===== Input

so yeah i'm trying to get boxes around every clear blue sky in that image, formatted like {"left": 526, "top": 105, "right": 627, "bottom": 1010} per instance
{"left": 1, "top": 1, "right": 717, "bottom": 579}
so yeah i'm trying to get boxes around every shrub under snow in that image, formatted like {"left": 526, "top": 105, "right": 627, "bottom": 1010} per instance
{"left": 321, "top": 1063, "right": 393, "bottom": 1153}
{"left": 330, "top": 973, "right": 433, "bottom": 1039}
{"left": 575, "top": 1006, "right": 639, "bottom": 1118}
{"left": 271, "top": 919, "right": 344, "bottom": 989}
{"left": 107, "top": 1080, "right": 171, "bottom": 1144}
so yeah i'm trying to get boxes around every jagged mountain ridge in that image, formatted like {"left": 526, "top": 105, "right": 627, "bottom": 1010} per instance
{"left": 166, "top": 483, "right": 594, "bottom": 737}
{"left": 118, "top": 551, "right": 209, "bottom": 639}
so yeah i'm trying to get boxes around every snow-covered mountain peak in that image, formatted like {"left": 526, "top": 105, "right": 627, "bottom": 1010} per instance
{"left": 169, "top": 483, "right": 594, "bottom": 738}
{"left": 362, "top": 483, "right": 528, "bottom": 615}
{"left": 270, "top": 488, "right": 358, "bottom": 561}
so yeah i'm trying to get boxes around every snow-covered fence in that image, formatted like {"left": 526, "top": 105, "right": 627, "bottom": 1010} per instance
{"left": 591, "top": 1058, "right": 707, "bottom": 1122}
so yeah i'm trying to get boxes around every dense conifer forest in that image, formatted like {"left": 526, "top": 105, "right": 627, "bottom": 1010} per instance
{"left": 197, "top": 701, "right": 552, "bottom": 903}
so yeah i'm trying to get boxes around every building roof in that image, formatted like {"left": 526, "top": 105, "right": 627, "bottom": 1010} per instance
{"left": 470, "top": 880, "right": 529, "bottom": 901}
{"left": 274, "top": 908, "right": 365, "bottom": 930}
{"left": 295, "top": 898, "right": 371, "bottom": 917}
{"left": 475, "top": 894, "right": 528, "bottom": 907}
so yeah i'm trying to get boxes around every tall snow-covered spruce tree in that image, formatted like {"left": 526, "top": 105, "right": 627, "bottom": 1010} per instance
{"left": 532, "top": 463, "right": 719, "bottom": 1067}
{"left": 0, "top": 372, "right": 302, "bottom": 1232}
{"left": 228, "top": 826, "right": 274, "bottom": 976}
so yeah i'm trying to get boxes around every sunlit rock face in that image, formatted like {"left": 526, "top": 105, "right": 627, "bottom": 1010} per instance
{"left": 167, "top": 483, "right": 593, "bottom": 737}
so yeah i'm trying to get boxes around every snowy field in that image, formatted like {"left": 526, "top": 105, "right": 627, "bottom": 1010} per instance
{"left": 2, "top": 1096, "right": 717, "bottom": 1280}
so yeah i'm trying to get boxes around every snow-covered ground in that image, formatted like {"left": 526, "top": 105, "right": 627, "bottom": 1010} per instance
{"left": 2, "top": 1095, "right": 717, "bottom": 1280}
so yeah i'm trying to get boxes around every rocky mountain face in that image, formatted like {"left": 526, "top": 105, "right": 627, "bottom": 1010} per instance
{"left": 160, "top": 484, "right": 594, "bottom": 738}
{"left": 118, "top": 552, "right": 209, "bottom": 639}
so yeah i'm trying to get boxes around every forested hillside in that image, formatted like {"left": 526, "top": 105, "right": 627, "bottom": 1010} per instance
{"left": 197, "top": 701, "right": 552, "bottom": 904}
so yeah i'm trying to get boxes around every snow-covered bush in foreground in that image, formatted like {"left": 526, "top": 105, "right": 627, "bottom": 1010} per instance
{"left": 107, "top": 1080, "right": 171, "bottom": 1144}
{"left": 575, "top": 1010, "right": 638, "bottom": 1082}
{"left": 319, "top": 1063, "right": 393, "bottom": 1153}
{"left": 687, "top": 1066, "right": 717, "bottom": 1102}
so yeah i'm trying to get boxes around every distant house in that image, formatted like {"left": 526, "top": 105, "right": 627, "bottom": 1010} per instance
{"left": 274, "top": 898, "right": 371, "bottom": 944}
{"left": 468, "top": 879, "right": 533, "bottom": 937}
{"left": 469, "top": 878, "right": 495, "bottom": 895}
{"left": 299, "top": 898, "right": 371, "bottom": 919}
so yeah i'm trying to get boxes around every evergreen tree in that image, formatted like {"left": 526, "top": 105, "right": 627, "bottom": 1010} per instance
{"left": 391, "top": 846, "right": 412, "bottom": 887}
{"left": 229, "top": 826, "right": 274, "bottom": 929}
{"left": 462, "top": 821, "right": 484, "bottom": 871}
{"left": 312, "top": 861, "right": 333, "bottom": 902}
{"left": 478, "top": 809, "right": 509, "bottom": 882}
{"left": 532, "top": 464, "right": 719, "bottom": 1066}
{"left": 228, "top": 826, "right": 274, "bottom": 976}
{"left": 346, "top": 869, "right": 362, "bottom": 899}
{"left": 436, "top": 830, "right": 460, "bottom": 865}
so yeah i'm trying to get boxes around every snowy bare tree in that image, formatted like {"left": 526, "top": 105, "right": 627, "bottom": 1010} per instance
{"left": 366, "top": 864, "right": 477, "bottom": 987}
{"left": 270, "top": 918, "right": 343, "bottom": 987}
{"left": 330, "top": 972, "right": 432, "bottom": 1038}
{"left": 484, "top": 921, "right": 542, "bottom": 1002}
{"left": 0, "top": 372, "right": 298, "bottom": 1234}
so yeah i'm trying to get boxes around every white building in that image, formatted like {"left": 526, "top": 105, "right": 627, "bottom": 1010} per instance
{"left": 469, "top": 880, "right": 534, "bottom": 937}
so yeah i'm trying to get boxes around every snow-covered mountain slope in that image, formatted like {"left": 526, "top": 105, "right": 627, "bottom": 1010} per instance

==========

Once more, write out all the data exactly.

[Result of this task]:
so yeah i'm trying to get boxes around every clear blue sky in that image, formatted like {"left": 526, "top": 105, "right": 627, "bottom": 1010} per instance
{"left": 1, "top": 1, "right": 717, "bottom": 579}
so yeah i'm trying to get boxes around every shrub under snow in that image, formatted like {"left": 526, "top": 105, "right": 627, "bottom": 1010} per instance
{"left": 321, "top": 1063, "right": 393, "bottom": 1153}
{"left": 330, "top": 973, "right": 433, "bottom": 1039}
{"left": 575, "top": 1006, "right": 639, "bottom": 1118}
{"left": 271, "top": 919, "right": 344, "bottom": 989}
{"left": 107, "top": 1080, "right": 171, "bottom": 1144}
so yeah i'm trying to get boxes around every jagged mountain ridge in that image, formatted like {"left": 526, "top": 105, "right": 627, "bottom": 1010} per instance
{"left": 166, "top": 483, "right": 594, "bottom": 737}
{"left": 118, "top": 551, "right": 209, "bottom": 639}
so yeah i'm trying to get boxes around every snow-covered mountain peak in that image, formatted like {"left": 526, "top": 105, "right": 627, "bottom": 1010} per instance
{"left": 169, "top": 483, "right": 594, "bottom": 738}
{"left": 362, "top": 483, "right": 528, "bottom": 615}
{"left": 270, "top": 488, "right": 358, "bottom": 561}
so yeah i'm trying to get boxes around every snow-covered fence in that image, formatted like {"left": 526, "top": 105, "right": 627, "bottom": 1010} per instance
{"left": 591, "top": 1058, "right": 707, "bottom": 1122}
so yeah i'm trying to get boxes around every dense conifer forest in that image, formatted like {"left": 526, "top": 105, "right": 627, "bottom": 1010} per instance
{"left": 197, "top": 701, "right": 552, "bottom": 903}
so yeah i'm trying to get boxes around every building roof in that image, formatted like {"left": 526, "top": 105, "right": 627, "bottom": 1010} per instance
{"left": 470, "top": 880, "right": 529, "bottom": 901}
{"left": 274, "top": 908, "right": 365, "bottom": 930}
{"left": 295, "top": 898, "right": 371, "bottom": 917}
{"left": 475, "top": 894, "right": 528, "bottom": 907}
so yeah i'm trying to get boxes around every tall snow-covered spruce tree in that image, formatted like {"left": 526, "top": 105, "right": 627, "bottom": 1010} per instance
{"left": 532, "top": 463, "right": 719, "bottom": 1067}
{"left": 0, "top": 372, "right": 302, "bottom": 1232}
{"left": 228, "top": 826, "right": 274, "bottom": 976}
so yeah i'm trying to get boxes around every sunlit rock face in that image, formatted like {"left": 526, "top": 105, "right": 627, "bottom": 1010} per instance
{"left": 167, "top": 483, "right": 593, "bottom": 737}
so yeah i'm trying to get boxes around every snowy field in that image, formatted like {"left": 526, "top": 105, "right": 627, "bottom": 1010} per instance
{"left": 2, "top": 1096, "right": 717, "bottom": 1280}
so yeah i'm trying to get boxes around every snow-covered ground in that image, formatted like {"left": 526, "top": 105, "right": 627, "bottom": 1010} per instance
{"left": 2, "top": 1095, "right": 717, "bottom": 1280}
so yeah i'm trying to get boxes around every rocky mountain face in that image, formatted like {"left": 526, "top": 105, "right": 627, "bottom": 1010} per instance
{"left": 160, "top": 484, "right": 594, "bottom": 738}
{"left": 118, "top": 552, "right": 209, "bottom": 639}
so yeah i'm trying to get boxes around every forested hillside in that image, formatted like {"left": 526, "top": 105, "right": 627, "bottom": 1010} per instance
{"left": 197, "top": 701, "right": 552, "bottom": 904}
so yeah i'm trying to get boxes around every snow-covered bush in foreground in that image, formatted like {"left": 526, "top": 105, "right": 627, "bottom": 1010} per instance
{"left": 107, "top": 1080, "right": 171, "bottom": 1144}
{"left": 575, "top": 1010, "right": 638, "bottom": 1082}
{"left": 319, "top": 1063, "right": 393, "bottom": 1153}
{"left": 687, "top": 1066, "right": 717, "bottom": 1102}
so yeah i'm trying to get boxes around every distant house in that image, formatted like {"left": 526, "top": 105, "right": 627, "bottom": 1010} per instance
{"left": 274, "top": 898, "right": 371, "bottom": 944}
{"left": 468, "top": 879, "right": 533, "bottom": 937}
{"left": 469, "top": 878, "right": 495, "bottom": 895}
{"left": 299, "top": 898, "right": 371, "bottom": 919}
so yeah i'm trying to get boxes around every evergreen tree in that image, formatted like {"left": 526, "top": 105, "right": 627, "bottom": 1010} per instance
{"left": 391, "top": 846, "right": 412, "bottom": 887}
{"left": 229, "top": 826, "right": 274, "bottom": 929}
{"left": 462, "top": 821, "right": 484, "bottom": 871}
{"left": 312, "top": 861, "right": 333, "bottom": 902}
{"left": 478, "top": 809, "right": 509, "bottom": 882}
{"left": 532, "top": 464, "right": 719, "bottom": 1066}
{"left": 228, "top": 826, "right": 274, "bottom": 976}
{"left": 346, "top": 869, "right": 362, "bottom": 899}
{"left": 436, "top": 830, "right": 460, "bottom": 865}
so yeah i'm trying to get boxes around every snowy bare tree in that image, formatted like {"left": 526, "top": 105, "right": 627, "bottom": 1010} per instance
{"left": 366, "top": 864, "right": 477, "bottom": 987}
{"left": 270, "top": 918, "right": 343, "bottom": 987}
{"left": 330, "top": 972, "right": 432, "bottom": 1038}
{"left": 484, "top": 921, "right": 542, "bottom": 1002}
{"left": 0, "top": 372, "right": 298, "bottom": 1234}
so yeah i'm trying to get boxes around every white building in that image, formatted like {"left": 526, "top": 105, "right": 627, "bottom": 1010} per instance
{"left": 469, "top": 880, "right": 534, "bottom": 937}
so yeah i'm trying to get boxes around every snow-covered mountain slope in that image, formatted like {"left": 526, "top": 105, "right": 627, "bottom": 1010} per instance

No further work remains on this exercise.